*ACTIONS TO TAKE*
A) Answer these from the fee waiver correspondence:
(i) Through what date will the Fee Waiver and Expense Assumption Agreement remain in effect?
(ii) The footnote discussed in Comment 8 belongs to which table?
(iii) Under Comment 9, where should the moved sentence appear?
B) Render this sentence from the fee waiver correspondence in French: "The Fee Waiver and Expense Assumption Agreement for the [name] Portfolio will remain in effect through March 1, 2011, and may not be terminated by the Advisor prior to that date."
C) Please write the next part of the fee waiver correspondence, picking up after its final comment.

*TEXT TO READ*

□ □ □

Response. The requested changes have been made.
8. Comment. For each applicable Portfolio, with respect to the footnote to the “Annual Fund Operating Expenses” table describing the Fee Waiver and Expense Assumption Agreement, please revise the disclosure to state whether the fee waiver may be terminated during the one-year contractual period.
Response. The second sentence in the footnote describing the Fee Waiver and Expense Assumption Agreement for each applicable Portfolio has been revised as follows: “The Fee Waiver and Expense Assumption Agreement for the [name] Portfolio will remain in effect through March 1, 2011, and may not be terminated by the Advisor prior to that date.”
9. Comment. For each applicable Portfolio, please move the sentence under the “Example” that discloses that the affect of the fee and/or expense waiver is reflected in the costs for the first year only to appear as the second to the last sentence of the paragraph that precedes the “Example” table.

□ □ □

(Object position labeling data)
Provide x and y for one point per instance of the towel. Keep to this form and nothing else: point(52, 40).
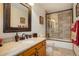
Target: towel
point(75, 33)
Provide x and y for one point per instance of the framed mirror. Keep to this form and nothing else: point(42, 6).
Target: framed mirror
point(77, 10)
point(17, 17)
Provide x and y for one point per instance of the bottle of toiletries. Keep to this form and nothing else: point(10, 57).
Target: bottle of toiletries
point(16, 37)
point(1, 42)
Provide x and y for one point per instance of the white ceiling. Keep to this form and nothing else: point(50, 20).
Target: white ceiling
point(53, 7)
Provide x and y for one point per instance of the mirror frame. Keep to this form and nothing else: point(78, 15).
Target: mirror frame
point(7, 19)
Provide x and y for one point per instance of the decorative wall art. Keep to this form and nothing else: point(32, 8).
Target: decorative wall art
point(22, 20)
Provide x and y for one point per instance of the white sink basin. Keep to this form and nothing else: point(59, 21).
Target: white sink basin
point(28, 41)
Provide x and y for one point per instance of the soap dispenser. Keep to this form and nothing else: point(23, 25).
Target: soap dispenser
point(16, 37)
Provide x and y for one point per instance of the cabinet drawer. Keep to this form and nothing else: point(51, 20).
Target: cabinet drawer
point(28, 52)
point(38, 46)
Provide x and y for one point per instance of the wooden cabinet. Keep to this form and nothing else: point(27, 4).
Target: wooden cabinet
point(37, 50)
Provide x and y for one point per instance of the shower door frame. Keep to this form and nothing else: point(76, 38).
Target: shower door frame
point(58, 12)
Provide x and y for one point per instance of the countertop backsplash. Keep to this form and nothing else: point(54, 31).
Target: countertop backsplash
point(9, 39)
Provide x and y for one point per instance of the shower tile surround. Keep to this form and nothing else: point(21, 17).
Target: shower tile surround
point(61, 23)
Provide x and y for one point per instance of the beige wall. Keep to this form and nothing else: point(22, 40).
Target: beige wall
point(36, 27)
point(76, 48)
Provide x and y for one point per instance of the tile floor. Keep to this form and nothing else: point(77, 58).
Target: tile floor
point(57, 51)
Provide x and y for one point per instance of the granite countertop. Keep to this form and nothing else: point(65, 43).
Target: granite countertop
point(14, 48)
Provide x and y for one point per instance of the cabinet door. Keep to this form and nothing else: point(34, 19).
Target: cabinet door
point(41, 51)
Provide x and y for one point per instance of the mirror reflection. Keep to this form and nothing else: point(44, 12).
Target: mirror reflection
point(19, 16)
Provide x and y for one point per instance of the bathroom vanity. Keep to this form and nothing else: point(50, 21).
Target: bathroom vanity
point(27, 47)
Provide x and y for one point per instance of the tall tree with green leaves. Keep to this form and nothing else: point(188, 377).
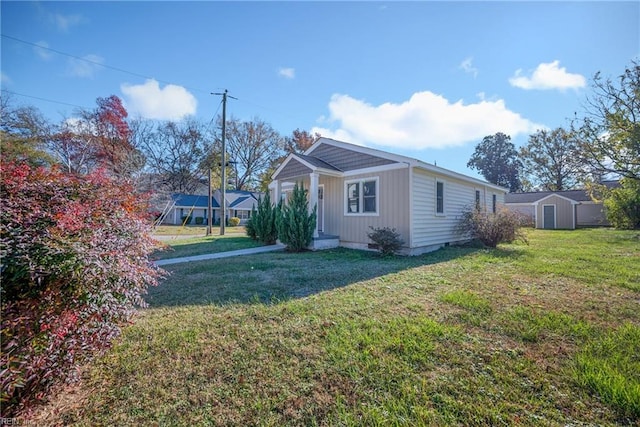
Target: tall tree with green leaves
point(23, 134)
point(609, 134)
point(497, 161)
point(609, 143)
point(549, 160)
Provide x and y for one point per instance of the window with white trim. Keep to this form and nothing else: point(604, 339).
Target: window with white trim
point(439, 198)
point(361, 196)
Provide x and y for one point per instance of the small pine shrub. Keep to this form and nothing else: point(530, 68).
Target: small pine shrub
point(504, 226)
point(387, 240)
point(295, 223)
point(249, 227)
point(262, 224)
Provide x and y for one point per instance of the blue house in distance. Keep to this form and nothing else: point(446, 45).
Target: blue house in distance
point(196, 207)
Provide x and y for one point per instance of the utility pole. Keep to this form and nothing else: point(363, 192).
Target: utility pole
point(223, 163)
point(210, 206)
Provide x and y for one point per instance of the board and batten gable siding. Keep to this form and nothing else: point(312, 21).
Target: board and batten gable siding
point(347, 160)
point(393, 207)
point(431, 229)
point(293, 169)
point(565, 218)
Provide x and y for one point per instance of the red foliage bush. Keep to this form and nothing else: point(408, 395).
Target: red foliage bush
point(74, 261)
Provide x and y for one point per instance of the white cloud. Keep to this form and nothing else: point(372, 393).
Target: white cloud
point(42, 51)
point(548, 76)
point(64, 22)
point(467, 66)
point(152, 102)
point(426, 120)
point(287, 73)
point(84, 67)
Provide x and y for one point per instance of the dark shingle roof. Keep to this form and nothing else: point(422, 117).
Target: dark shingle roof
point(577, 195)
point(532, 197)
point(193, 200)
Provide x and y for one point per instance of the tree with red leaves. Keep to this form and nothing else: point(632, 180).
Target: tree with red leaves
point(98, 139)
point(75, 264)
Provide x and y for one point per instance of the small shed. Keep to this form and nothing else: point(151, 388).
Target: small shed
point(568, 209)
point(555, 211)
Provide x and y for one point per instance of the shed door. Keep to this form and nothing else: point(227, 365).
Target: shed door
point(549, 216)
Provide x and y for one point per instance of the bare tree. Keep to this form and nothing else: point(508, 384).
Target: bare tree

□ □ □

*FINAL RESULTS*
A)
(i) March 1, 2011.
(ii) The "Annual Fund Operating Expenses" table.
(iii) As the second to the last sentence of the paragraph that precedes the "Example" table.

B) L'accord de renonciation aux frais et de prise en charge des dépenses pour le portefeuille [name] restera en vigueur jusqu'au 1er mars 2011 et ne pourra pas être résilié par le conseiller avant cette date.

C)
Response. The requested changes have been made.
10. Comment. For each applicable Portfolio, please delete the current footnote to the caption “Acquired Fund Fees and Expenses,” which is not permitted. A footnote may be included that explains that there are differences in the Total Annual Fund Operating Expenses disclosed in the Annual Fund Operating Expenses table and the Financial Highlights due to the inclusion of Acquired Fund Fees and Expenses in the Annual Fund Operating Expenses table.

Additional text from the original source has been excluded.